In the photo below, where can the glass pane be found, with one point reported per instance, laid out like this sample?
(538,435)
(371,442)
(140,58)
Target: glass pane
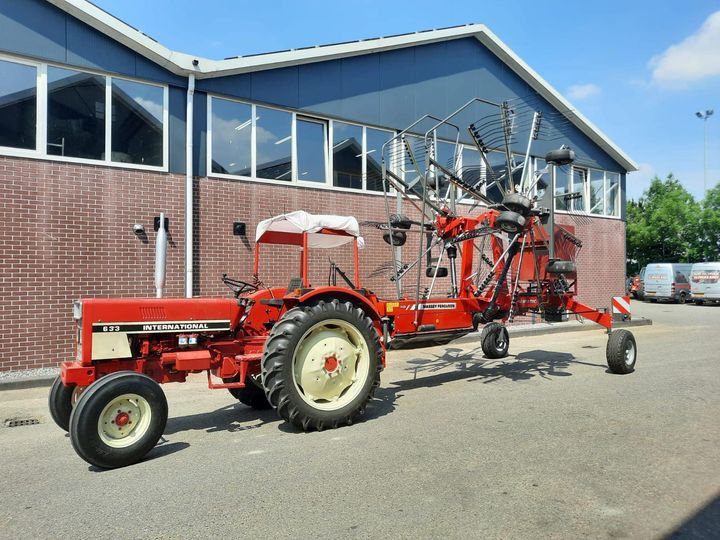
(376,138)
(540,178)
(18,105)
(471,168)
(562,187)
(231,137)
(597,197)
(311,151)
(137,123)
(274,143)
(498,164)
(578,201)
(76,114)
(347,155)
(612,196)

....

■ **WHAT YOU ARE ASKED TO DO**
In the copy, include every record exactly and no pictures.

■ **OUTPUT FOR THIS TASK**
In the photo below, where can the glass pane be found, with one point reported per instance, laid out like this sample?
(538,435)
(371,442)
(140,58)
Target: glass pane
(376,138)
(540,178)
(18,105)
(471,168)
(562,187)
(231,137)
(597,197)
(311,151)
(137,123)
(274,143)
(498,164)
(578,201)
(76,114)
(347,155)
(612,196)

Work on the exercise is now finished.